= Directives =
A: Return the passage of the kitchen gadgets post starting at "For me, a good" and ending at "precise and repeatable.", copied word for word.
B: Take the kitchen gadgets post further, picking up after its last sentence.

= Extract provided =
════════════════

Gadgets, for the purpose of this thread, are things that are not exactly essential; but make cooking easier. For instance, I think a good knife is an essential. An electric knife would be a gadget. A powerful stand mixer is essential for some items, like cheesecake. A stick blender is a gadget. What I want to talk about are these little things, some quite inexpensive even.
For me, a good electronic thermometer that signals when a set temperature is reached is the best gadget to have. I have one that has an radio base and receiver for cooking meat on the grill and another in the house for cooking in the oven. Likewise an oil/candy thermometer makes tasks like fudge making and frying much more precise and repeatable.
Adjust-A-Cup variable volume measuring cups, with both dry and wet scales, are pretty handy, too.
Le Creuset silicone spatulas and spoons, rated for up to 800-degrees F, are nice to have around. They clean easily and can perform a wide range of functions.

════════════════

= Extracted information =
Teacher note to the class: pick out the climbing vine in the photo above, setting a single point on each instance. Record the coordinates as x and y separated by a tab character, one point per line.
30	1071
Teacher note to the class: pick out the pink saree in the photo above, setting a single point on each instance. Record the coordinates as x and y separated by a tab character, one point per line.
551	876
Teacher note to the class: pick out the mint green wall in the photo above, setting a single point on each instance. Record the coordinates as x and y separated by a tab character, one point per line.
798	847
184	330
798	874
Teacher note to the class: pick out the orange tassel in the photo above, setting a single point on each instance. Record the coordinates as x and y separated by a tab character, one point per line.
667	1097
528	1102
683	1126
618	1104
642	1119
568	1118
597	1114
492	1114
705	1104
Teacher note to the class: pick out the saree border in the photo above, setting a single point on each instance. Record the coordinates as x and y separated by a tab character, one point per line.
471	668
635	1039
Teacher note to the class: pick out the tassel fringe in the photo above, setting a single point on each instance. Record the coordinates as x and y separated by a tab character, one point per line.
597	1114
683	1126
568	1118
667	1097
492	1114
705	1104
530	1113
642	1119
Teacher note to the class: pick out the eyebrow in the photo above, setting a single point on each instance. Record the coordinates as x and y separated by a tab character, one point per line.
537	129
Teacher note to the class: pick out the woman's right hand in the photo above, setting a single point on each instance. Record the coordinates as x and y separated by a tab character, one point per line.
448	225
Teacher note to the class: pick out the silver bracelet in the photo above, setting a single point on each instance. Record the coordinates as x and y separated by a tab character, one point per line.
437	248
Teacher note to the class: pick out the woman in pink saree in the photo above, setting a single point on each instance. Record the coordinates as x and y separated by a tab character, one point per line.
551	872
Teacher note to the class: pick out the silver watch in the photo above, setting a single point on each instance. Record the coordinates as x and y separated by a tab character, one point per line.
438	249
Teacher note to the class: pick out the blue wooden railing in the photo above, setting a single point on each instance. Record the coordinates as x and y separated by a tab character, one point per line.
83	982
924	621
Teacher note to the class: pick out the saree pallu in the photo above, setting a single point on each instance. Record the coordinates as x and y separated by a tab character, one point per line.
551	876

════════════════

= The replies =
A:
For me, a good electronic thermometer that signals when a set temperature is reached is the best gadget to have. I have one that has an radio base and receiver for cooking meat on the grill and another in the house for cooking in the oven. Likewise an oil/candy thermometer makes tasks like fudge making and frying much more precise and repeatable.

B:
Assuming that this is in addition to the usual pots and pans that most kitchens have:
-Ditto the good knives, but good knives aren’t inexpensive. I have a carving knife, chef’s knife, utility knife, bread knife and paring knife, and those are really just a simple collection.
I use my potato ricer for a variety of cooking tasks. In addition to the obvious use with potatoes, it’s good to use with cooked apples, cranberries, and other fruits and vegetables. It produces a nice consistency that isn’t as mooshy as the puree you get from an electric food processor or a blender.
Mortar and pestle for preparing herbs and spices, although lately I have taken to using a small electric coffee grinder for the same purpose with terrific results. The grinder is compact, quick and easy to clean.
Another vote for the mandolin. However, it must be able to be broken down and tossed into the dishwasher easily or it doesn’t cross the kitchen threshold.
I like those dish brushes/sponges that have a hollow handle to hold detergent, too, for rinsing dishes.
I just got (as a gift from a gadget-crazy aunt) a vidalia onion microwave cooker. I can’t wait~
One year my dad got me a Ronco (?) egg beater thingy for Christmas. It pierced the eggshell and whipped the egg so that when you cracked the shell, the whites and yolks were already mixed up. Can’t say I ever actually used that gadget, though!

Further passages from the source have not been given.